• _Tasks and exercises_:
**a.** Which kinds of official document does the immigration article mention?
**b.** How would you say "The holiday wasn't supposed to last long." in Spanish, based on the immigration article?
**c.** Can you copy the immigration article word for word from "She is still" up to and including "trader walk in."?

• _Text section_:
== Segment start ==
Jean and Frank at the London Aquarium. They have now been apart 15 months.

Immigrant stories: The British citizen who was stripped of her passport

Immigrant stories: The British citizen who was stripped of her passport

The holiday wasn't supposed to last long.

Jean Gander had travelled back to Zambia, where she grew up, to visit family. She couldn't have known that 15 months later she would still be there.

She is still there now, trapped with her two children in a bureaucratic nightmare.

Jean, the child of a British man and a Zambian woman, was given her first British passport in 1992, when she went to the UK to study. Seven years later, she met her husband.

Frank Neumann had had a biking accident and his physiotherapist told him to attend a local gym in Kentish Town.

"We met while I was trying to exercise," he says.

"Every cloud has a silver living and my silver lining was meeting my future wife in the gym."

Jean was on the running machine when she first saw the Swiss commodities trader walk in.

"I saw this tall man," she says. "I'm very tall as well so I was attracted to him and we got chatting."

Within a few years they had moved in together, got married and had a couple of children. Jean took up a job in Harrods and the couple moved into a house in Russell Square.

Then, in January last year, she visited family in Zambia and took the kids along.

While she was there, disaster struck. Her sister was diagnosed with cancer. Jean decided to extend her stay. And then she made a second fateful decision. She went to get her passport renewed.

"My brother, who lives here, said I shouldn't renew my passport here," she says.

"He'd got his passport done by flying to England. But I said: 'I've got nothing to hide. I've renewed this passport twice before in London. I might as well do it here.' I didn't see anything wrong. It hadn't even expired. It was still valid for another two months."

For some reason which was never explained, they treated the case as a stolen passport rather than a renewal. Jean was born in Zambia in 1967 and had no birth certificate, so she had to send on her baptism certificate. But the document showed her African name, Christine Chibwe Chenda. This had never been a problem in the passport office in London Victoria, where she'd previously had it renewed. But it triggered questions in Africa.

"The official confiscated it," Jean says.

"I said: 'Give it back to me. I'll do it in England and they won't give me a problem.'

"She said: 'This passport is the property of the Queen.'

"I could see their attitude from the very beginning."
== Segment end ==
• _Supplied material_:
== Segment start ==
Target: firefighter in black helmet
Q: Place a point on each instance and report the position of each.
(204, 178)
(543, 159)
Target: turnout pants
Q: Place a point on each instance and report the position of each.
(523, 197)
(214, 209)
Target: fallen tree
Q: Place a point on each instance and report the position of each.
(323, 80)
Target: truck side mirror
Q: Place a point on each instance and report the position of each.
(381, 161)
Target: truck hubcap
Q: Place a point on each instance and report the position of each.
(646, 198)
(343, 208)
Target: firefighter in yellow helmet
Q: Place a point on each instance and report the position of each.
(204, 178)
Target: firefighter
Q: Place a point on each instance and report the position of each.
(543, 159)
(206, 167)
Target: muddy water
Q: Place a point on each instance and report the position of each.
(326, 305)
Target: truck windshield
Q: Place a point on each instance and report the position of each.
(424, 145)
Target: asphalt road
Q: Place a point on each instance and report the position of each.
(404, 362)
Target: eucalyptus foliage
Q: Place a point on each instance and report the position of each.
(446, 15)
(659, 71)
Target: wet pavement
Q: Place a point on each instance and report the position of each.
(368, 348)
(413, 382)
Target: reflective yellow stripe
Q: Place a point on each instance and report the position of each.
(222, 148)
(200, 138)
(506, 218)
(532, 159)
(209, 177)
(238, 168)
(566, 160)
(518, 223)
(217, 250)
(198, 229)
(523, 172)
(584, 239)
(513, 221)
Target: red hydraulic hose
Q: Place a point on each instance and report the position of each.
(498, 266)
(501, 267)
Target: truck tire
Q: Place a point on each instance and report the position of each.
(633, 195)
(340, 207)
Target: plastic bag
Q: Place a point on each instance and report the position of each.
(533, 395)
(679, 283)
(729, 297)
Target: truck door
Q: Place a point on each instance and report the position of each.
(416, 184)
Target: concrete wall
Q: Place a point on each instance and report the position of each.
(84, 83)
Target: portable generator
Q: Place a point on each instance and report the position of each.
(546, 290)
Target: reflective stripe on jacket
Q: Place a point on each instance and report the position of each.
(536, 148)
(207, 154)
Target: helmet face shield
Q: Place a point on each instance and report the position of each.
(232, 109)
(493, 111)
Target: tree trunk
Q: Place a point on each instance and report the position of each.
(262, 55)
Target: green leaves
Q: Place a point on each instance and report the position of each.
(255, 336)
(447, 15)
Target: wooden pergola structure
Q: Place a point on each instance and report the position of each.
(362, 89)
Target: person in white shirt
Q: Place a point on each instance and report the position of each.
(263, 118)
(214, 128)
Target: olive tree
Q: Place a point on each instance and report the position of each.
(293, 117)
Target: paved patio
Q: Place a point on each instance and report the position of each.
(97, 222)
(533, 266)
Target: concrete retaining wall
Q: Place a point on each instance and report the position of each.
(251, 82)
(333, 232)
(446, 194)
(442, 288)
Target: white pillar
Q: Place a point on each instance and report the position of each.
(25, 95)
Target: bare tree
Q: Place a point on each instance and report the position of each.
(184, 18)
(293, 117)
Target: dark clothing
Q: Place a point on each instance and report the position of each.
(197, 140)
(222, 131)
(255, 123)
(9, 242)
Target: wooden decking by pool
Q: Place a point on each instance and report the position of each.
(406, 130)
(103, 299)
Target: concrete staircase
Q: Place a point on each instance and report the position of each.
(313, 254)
== Segment end ==
• _Answers for this exercise_:
**a.**
- Passport
- Birth certificate
- Baptism certificate

**b.** Se suponía que las vacaciones no iban a durar mucho.

**c.**
She is still there now, trapped with her two children in a bureaucratic nightmare.

Jean, the child of a British man and a Zambian woman, was given her first British passport in 1992, when she went to the UK to study. Seven years later, she met her husband.

Frank Neumann had had a biking accident and his physiotherapist told him to attend a local gym in Kentish Town.

"We met while I was trying to exercise," he says.

"Every cloud has a silver living and my silver lining was meeting my future wife in the gym."

Jean was on the running machine when she first saw the Swiss commodities trader walk in.